Data to examine ::

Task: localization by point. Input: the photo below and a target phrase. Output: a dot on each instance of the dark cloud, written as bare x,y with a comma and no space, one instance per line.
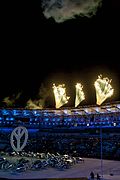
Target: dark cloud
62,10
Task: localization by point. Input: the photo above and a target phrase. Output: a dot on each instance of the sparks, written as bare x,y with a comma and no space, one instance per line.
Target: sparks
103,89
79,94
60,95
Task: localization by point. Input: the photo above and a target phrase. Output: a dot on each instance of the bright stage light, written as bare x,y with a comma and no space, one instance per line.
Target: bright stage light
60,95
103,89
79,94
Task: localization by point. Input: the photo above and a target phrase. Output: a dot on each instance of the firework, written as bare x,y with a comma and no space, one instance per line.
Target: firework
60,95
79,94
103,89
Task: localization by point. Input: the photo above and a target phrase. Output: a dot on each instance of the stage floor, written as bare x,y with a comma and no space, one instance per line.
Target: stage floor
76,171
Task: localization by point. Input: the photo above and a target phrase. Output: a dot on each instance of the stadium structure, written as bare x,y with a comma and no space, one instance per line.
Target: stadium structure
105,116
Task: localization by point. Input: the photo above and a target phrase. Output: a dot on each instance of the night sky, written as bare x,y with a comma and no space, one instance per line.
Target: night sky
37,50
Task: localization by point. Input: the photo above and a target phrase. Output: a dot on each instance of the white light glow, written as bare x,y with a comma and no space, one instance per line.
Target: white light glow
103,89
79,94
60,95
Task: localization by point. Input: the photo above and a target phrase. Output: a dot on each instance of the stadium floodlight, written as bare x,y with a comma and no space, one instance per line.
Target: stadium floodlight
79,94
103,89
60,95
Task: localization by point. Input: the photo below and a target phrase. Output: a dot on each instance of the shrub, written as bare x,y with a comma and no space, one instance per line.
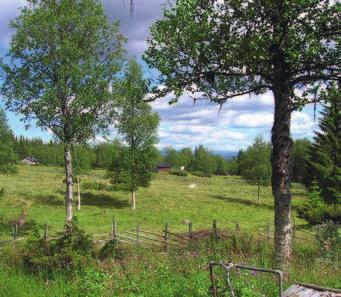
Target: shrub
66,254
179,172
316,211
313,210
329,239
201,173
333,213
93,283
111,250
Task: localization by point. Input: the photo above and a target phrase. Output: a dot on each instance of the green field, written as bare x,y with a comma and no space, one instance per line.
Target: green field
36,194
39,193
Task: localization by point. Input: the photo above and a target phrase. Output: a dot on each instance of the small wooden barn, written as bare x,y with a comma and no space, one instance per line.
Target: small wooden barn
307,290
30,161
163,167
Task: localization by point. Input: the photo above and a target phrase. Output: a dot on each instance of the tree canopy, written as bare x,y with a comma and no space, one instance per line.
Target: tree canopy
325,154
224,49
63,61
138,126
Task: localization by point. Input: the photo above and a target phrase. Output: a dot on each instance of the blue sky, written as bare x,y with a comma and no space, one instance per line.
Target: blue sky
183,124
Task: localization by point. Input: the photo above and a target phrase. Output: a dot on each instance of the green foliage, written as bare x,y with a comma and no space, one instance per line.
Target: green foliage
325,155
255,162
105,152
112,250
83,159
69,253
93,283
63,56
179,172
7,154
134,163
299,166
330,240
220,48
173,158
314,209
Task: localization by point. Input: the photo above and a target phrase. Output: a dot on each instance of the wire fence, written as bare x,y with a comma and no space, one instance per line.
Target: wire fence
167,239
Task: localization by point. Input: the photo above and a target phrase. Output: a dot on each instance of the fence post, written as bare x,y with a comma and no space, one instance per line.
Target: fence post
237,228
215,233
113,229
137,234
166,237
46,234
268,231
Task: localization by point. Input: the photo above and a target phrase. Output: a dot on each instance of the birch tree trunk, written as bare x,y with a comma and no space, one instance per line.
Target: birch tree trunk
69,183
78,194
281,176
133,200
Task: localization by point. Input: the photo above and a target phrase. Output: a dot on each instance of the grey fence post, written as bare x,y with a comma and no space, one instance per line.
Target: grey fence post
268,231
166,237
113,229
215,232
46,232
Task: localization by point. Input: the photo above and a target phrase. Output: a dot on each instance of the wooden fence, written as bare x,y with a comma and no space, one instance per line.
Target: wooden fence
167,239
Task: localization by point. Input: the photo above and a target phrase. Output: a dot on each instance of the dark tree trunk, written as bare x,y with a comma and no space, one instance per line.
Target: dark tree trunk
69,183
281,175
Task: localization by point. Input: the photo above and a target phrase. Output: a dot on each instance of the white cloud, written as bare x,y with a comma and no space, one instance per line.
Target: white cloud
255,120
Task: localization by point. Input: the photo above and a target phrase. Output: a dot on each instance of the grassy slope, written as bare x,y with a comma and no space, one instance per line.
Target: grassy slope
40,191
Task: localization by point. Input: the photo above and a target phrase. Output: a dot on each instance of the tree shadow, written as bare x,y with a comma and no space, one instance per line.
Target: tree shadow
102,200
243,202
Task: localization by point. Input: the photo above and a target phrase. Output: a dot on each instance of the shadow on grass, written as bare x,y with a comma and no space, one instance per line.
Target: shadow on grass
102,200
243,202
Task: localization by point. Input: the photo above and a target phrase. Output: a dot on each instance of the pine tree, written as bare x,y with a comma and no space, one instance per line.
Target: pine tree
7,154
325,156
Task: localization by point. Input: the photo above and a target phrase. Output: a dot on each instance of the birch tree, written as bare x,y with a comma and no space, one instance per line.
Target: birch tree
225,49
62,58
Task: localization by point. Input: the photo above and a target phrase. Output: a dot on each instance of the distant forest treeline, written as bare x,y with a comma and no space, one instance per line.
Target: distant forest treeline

The task :: From the first line to the last, return the records exactly and leave the pictures behind.

Task response ::
Task: localization by point. Input: the photo below and a target phrase. Output: a dot on each instance of the dark cloud, written as bare x,y with a comma and no space, one instance per line.
Target: dark cloud
62,10
Task: localization by point. Input: the photo above and a target phrase. Output: a dot on each instance of the sparks, written as bare x,y with a comma and no space, one instance per line.
Target: sparks
103,89
79,94
60,95
Task: localization by point. Input: the photo above and a target phrase. Output: a dot on each instance of the bright stage light, written as bare x,y with a comma and no space, one instance per line.
Target: bright stage light
60,95
103,89
79,94
Task: localization by point. Input: the photo above and a target phrase. Output: a dot on each instance of the firework, written as bare x,y with a comma and no space, one instance per line.
Target: firework
60,95
79,94
103,89
Task: localization by point. Input: the photo above and a target phrase. Output: a dot on each instance of the stage floor, written as bare x,y with a comma and no space, one instance per line.
Target: stage floor
76,171
Task: localization by point. Input: the photo above and a target phrase. Output: a dot on each instance of the stadium structure, written as bare x,y with a comma and no space, one instance per line.
Target: stadium structure
105,116
Task: localization by point. Input: the photo above and a target phrase. Output: a dot on each instance of the night sky, written as bare x,y with a comma and no space, one instance per line.
Target: night sky
37,50
Task: localization by point. Input: the photo above and a target phrase. Output: a dot on each instance of the white light glow, written as bare x,y with a comma and no space, one instance per line.
Target: white light glow
103,89
79,94
60,95
Task: localization by point. Input: the photo above and a target phrase. Output: a dot on each instance of the stadium floodlight, written as bare x,y with a comma and no space, one instance per line.
Target: stadium floodlight
79,94
103,89
60,95
Task: localization by point. Input: the photo below and a target phrase. Output: a dot on each instance of the shrub, written as bare x,y with a comma and no space, one instance per line.
Target: shrub
66,254
179,172
316,211
313,210
329,239
201,173
333,213
93,283
111,250
Task: localization by point. Input: the photo above and a target phrase. Output: a dot on each instance of the green field, written as bare x,y with a comma and no space, one instance per line.
Target: green field
36,194
39,193
Task: localization by point. Input: the photo above and a target phrase. Output: a dot on each instance of the small wooden barn, written as bare x,y with a comma and no space, one instance per line.
Target: small wooden barn
307,290
30,161
163,167
Task: localization by point. Input: the photo above and a target phrase. Output: a dot on each instance of the tree canopy, written as bare x,y with a comma and no space, one instance per line.
Target: tree canopy
325,154
224,49
63,61
138,126
Task: localization by point. Input: the photo above and a target phrase. Output: a dot on each instance of the blue sky, written as bare x,y with a comma and no space, one instance per line.
Target: blue sky
183,124
Task: localization by point. Input: the photo above and a target phrase. Output: a dot on each instance of the green foliage, written as bare x,y with a comma and no space, one instance per line.
Target: green foliage
325,155
255,162
105,152
112,250
83,159
69,253
93,283
63,56
179,172
7,154
134,163
299,166
330,240
220,48
173,158
314,209
Task: localization by point. Input: the photo above and a target phrase. Output: a dot on each instance of the wire fence, written as bare x,y with a comma and no space, one instance per line.
Target: wire fence
167,239
Task: localization by point. Input: the photo above and a target phrase. Output: a dot on each instance of the fence post, written as bare x,y with a comma and no space, one instance per line.
Target: fence post
237,228
215,233
113,229
137,234
166,237
46,234
268,231
Task: localization by point. Input: the photo above and a target phrase. Output: a dot on each instance of the birch tree trunk, written as bare x,y with a comma and no space, one instance per line.
Target: birch tree trunk
69,183
78,194
281,176
133,200
Task: localization by point. Input: the photo above and a target phrase. Output: a dot on each instance of the grey fence post, written as bare x,y with a comma and no space, one instance per line.
Target: grey fence post
268,231
166,237
113,229
215,232
46,232
Task: localization by point. Input: the photo above and a target phrase. Output: a dot on each instance of the wooden fence, written as bare x,y with a comma and no space, one instance per line.
Target: wooden fence
167,239
Task: localization by point. Input: the photo above and a target phrase. Output: a dot on each instance of the dark tree trunk, written as bare x,y with a comma and no space, one instance per line.
Target: dark tree trunk
69,183
281,175
Task: localization by point. Input: the photo above and a target phrase. Output: a dot on each instance of the white cloud, written as bare x,y with a comma and no space, one instance per line.
Target: white cloud
255,120
Task: localization by point. Input: the photo above and a target phrase. Output: a dot on each instance of the grassy slope, written as bare x,y with a comma and no space, one instance per line.
Target: grassy slope
40,191
Task: localization by point. Input: the photo above and a target phrase. Output: a dot on each instance of the tree shadow, written as bare x,y with a comma and no space, one instance per line.
Target: tree shadow
102,200
243,202
Task: localization by point. Input: the photo above and a target phrase. Output: a dot on each instance of the shadow on grass, written as bare x,y with a comma and no space, one instance per line.
Target: shadow on grass
102,200
243,202
Task: localization by point. Input: the photo above and a target phrase. Output: a dot on each instance of the pine tree, written as bare x,y with a comma and no space, one instance per line.
Target: pine tree
7,154
325,156
Task: localization by point. Input: the photo above and a target phrase. Output: a dot on each instance of the birch tree, written as bare x,y with a comma and no space, one instance per line.
Target: birch tree
225,49
62,58
Task: localization by point. Input: the photo above and a target phrase. Output: a dot on each instance of the distant forest treeline, written as bare x,y with a comma and no space, one instance per line.
Target: distant forest treeline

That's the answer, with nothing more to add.